I'm cruising through Patrick O'Brian's Aubrey/Maturin series which comprises a mighty collection of enjoyable, well-researched yarns set at sea during the Napoleonic wars early in the nineteenth century. The connecting thread is the naval career of a John-Bull archetype, Captain Jack Aubrey, in the company of his best friend, ship's surgeon and an Admiralty spy, the cerebral, physically Gollum-like Stephen Maturin, obsessed with the study of nature and physiology, and woefully unlucky in love. The pair regularly play music together in the captain's cabin and occasionally share confidences, but more often co-exist separately while pursuing their own dramas, sometimes but not often as rivals. Jack's an extrovert, a plain speaker and an adventurer, never more at home than in hand-to-hand ship-to-ship combat or trimming and breaking in a vessel to its maximum possible speed and battle efficiency. Stephen is more introverted, eccentric and obsessive, a widely-read intellectual and a loner prone to murky moods. This review will serve for all the books. (And a tip: don't be prejudiced by the -- in my opinion -- flawed Peter Weir effort at capturing the series for the big screen in Master and Commander: the leads were badly miscast and the O'Brian magic was missing, though there was a certain amount to commend.)
As in all series, a structural pattern emerges. On entering each story we'll find the pair on land yearning for an assignment, and the author skilfully paints their social, financial and practical ineptitudes off-water. Then a ship is given them, accompanied by a mission, with Stephen usually charged with certain duties of Crown espionage. The ship, as it's shaped to Jack's sailing and fighting tastes, usually becomes one of the story's characters, whereby Jack always wants to take an enemy or privateer because therein lies his fortune: spoils and booty. O'Brian has researched every aspect of Regency naval life including its conventions, politics, systems and flaws, and weaves his knowledge deftly into his plots. After some period traveloguing, there'll be a battle and a victory or a loss, propelling us into the next book.
The prose is always more than workmanlike, the suspense supple enough to keep you in. Characterisations are lively and vivid, if rarely passionate, though Jack, refreshingly, exhibits plenty. The tales don't quite rollick, but come close: the author is a sanguine spirit, occasionally cryptic, a habitual dry archness sometimes demanding the reader extricate events from between lines, but never irksomely so. Though English, his pseudonym is Irish, and he enjoys a little irony.
Where the books soar is when the ships sail. No one has written boats at sea better: you feel every droplet and you swoop with every gust that fills the sails. He has no patience for ignorance, you have to keep up with the terminology, but there's a handy diagram of a ship as the frontispiece with every sail labelled. The sailing bits and the battles are exhilarating, founded in meticulous and engaging informative preparation within the narrative, and comprehensive elucidation about every pivotal character caught in the conflicts. The series is worth reading for the author's love of the sea, and his gift for rendering it incarnate with words and paper. Grab one of these books if you see one, they're grownup fun.
####
**INSTRUCTIONS**:
1 - Transcribe the review of the Aubrey/Maturin series from "As in all series, a" up to and including "the next book.".
2 - According to the review, what aspects of Regency naval life has O'Brian researched? List them.

[Collected data]
####
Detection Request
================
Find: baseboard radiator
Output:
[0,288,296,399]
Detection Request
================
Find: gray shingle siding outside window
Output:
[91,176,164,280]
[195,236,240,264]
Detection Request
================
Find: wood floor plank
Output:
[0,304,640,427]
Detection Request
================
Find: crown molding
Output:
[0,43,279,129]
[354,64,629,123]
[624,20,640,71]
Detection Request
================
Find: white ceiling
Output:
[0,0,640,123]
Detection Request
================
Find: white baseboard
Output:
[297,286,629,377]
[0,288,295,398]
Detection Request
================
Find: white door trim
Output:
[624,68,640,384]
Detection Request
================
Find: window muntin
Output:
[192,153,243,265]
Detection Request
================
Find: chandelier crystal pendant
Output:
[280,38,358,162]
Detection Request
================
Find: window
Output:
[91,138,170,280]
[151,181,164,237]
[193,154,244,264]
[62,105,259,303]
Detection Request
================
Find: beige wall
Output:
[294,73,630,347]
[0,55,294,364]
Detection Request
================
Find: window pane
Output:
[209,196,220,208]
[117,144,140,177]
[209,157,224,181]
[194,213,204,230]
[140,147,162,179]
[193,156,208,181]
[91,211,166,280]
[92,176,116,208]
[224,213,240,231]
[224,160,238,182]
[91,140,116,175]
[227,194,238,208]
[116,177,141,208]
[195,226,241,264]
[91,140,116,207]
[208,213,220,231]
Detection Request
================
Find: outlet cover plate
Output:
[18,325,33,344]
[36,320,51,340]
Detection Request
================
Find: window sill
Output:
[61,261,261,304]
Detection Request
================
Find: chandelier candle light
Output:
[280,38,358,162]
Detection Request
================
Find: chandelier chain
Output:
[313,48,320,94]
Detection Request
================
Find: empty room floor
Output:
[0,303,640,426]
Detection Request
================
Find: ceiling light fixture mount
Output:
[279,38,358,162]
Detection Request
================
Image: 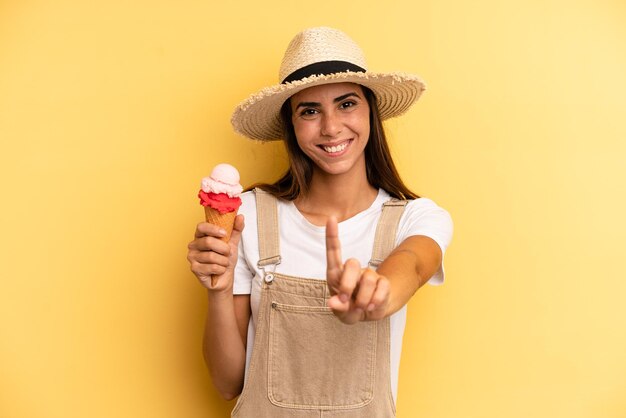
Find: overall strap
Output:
[254,188,280,271]
[368,199,408,269]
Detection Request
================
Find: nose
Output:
[321,112,341,137]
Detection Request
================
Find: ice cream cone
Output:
[198,163,243,287]
[204,206,237,287]
[204,206,237,242]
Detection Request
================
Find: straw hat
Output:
[231,27,425,141]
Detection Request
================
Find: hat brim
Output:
[231,71,426,141]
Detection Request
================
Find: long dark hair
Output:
[247,86,419,200]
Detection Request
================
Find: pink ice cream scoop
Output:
[198,164,243,214]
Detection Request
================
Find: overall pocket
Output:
[268,302,377,410]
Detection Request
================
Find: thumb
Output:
[229,215,245,247]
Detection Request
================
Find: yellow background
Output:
[0,0,626,418]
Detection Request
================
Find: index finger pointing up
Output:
[326,216,342,281]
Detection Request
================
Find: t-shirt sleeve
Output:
[396,198,453,285]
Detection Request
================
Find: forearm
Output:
[203,292,246,399]
[377,235,443,316]
[377,250,424,317]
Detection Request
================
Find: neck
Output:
[294,163,378,226]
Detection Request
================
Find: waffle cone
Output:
[204,206,237,242]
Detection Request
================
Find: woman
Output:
[188,28,452,417]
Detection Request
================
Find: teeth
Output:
[323,143,348,153]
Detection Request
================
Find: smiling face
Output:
[290,83,370,179]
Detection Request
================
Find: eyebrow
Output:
[296,91,361,109]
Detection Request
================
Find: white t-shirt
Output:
[233,189,452,401]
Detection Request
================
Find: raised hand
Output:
[326,217,390,324]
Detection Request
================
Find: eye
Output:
[300,107,319,119]
[339,100,357,109]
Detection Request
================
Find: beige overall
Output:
[232,190,406,418]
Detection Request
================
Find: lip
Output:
[318,138,353,157]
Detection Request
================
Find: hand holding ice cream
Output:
####
**TASK RESULTS**:
1 -
As in all series, a structural pattern emerges. On entering each story we'll find the pair on land yearning for an assignment, and the author skilfully paints their social, financial and practical ineptitudes off-water. Then a ship is given them, accompanied by a mission, with Stephen usually charged with certain duties of Crown espionage. The ship, as it's shaped to Jack's sailing and fighting tastes, usually becomes one of the story's characters, whereby Jack always wants to take an enemy or privateer because therein lies his fortune: spoils and booty. O'Brian has researched every aspect of Regency naval life including its conventions, politics, systems and flaws, and weaves his knowledge deftly into his plots. After some period traveloguing, there'll be a battle and a victory or a loss, propelling us into the next book.

2 -
- conventions
- politics
- systems
- flaws